··· FRAGMENTO DEL TEXTO ···

✏️ Ilustraciones de Miriam Persand | 📄 Artículo publicado en formato digital y papel
La científica de datos Nadieh Bremer creó en 2016 una visualización de las conexiones entre las familias reales europeas. Para sorpresa de nadie, muestra de forma singularmente hermosa que todas las grandes casas son, en realidad, una misma con muchas ramificaciones. Es posible ir saltando de miembro de la realeza a miembro de la realeza durante casi un milenio sin perder pie. Y así, con un entramado tupido de cruces y puntos, se ha tejido una estructura que ha resistido el paso del tiempo hasta nuestros días.
Corona, linaje, trono… muchas palabras están íntimamente ligadas a la monarquía. Pero quizá la más significativa sea precisamente ‘sucesión‘: indica que, de forma inexorable, detrás de uno viene otro. Cuando un monarca fallece o abdica, uno nuevo le sustituye. Y luego otro. Y así, en muchos países, durante siglos, un reguero interminable de nombres a quienes ha unido una condición familiar o ha separado una disputa. En ocasiones, ambas a la vez.
Porque solo dos cosas pueden atajar esa cadencia infinita. La más común ha sido un cambio de régimen previa intervención popular o militar. Otra más típica de tiempos pasados ha sido que tal sucesión no se pudiera producir porque no hubiera heredero elegible. En tal caso, lo más frecuente ha sido un conflicto entre pretendientes que acababa con la reanudación de la secuencia, ya fuera con el mismo apellido de antes o con otro nuevo.

···

TU OBJETIVO:
Retoma el texto sobre la sucesión en las monarquías justo después de su última oración y continúalo.

··· INFORMACIÓN PROPORCIONADA ···

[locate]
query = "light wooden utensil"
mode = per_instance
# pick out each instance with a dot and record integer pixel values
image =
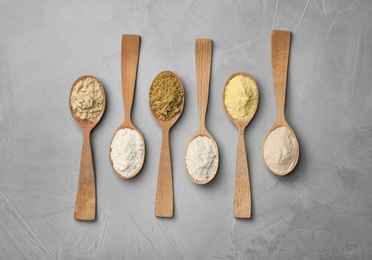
(85, 206)
(164, 190)
(280, 45)
(203, 54)
(242, 194)
(130, 45)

···

RESPUESTA:
Pero la realidad inexorable de los últimos cuatro siglos muestra que el número de monarquías ha ido descendiendo. A medida que los sistemas políticos han ido evolucionando y se ha concedido la soberanía de elegir mandatarios a la ciudadanía, la figura de un liderazgo hereditario ha ido perdiendo su lugar. Ahora mismo hay menos de treinta países del mundo en los que haya una monarquía, y en apenas algunos de ellos tienen poder efectivo -normalmente, en lugares donde perviven regímenes absolutos o de corte religioso-.
Cada reino es un mundo
Ante una tendencia tan marcada, y ante la idea generalizada de que el sufragio popular es más adecuado que el poder heredado, surge la duda: ¿hasta cuándo van a existir las monarquías? Pero la respuesta no puede ser tan general: tu visión dependerá de lo monárquico o republicano que seas y también del lugar donde vivas. Así, hay países en el que la idea de un rey se limita a los cuentos medievales, y otros en los que no se concibe la existencia del territorio sin un monarca al mando. Descartada la respuesta categórica, toca bajar al detalle.
En términos empresariales, la supervivencia de cualquier proyecto depende de los incentivos que ofrece: si es útil o no, y si, en caso de no ser útil, al menos genera estima. En ese sentido, la institución ha mostrado una capacidad de adaptación admirable, que es lo que ha permitido su supervivencia hasta hoy. Así, ha sabido pasar de un poder absoluto anclado en motivaciones intangibles -ser ‘elegidos’ por la deidad de turno- a engarzarse en un sistema electivo, aunque mantener su estatus sea a cambio de despojarse de poderes reales.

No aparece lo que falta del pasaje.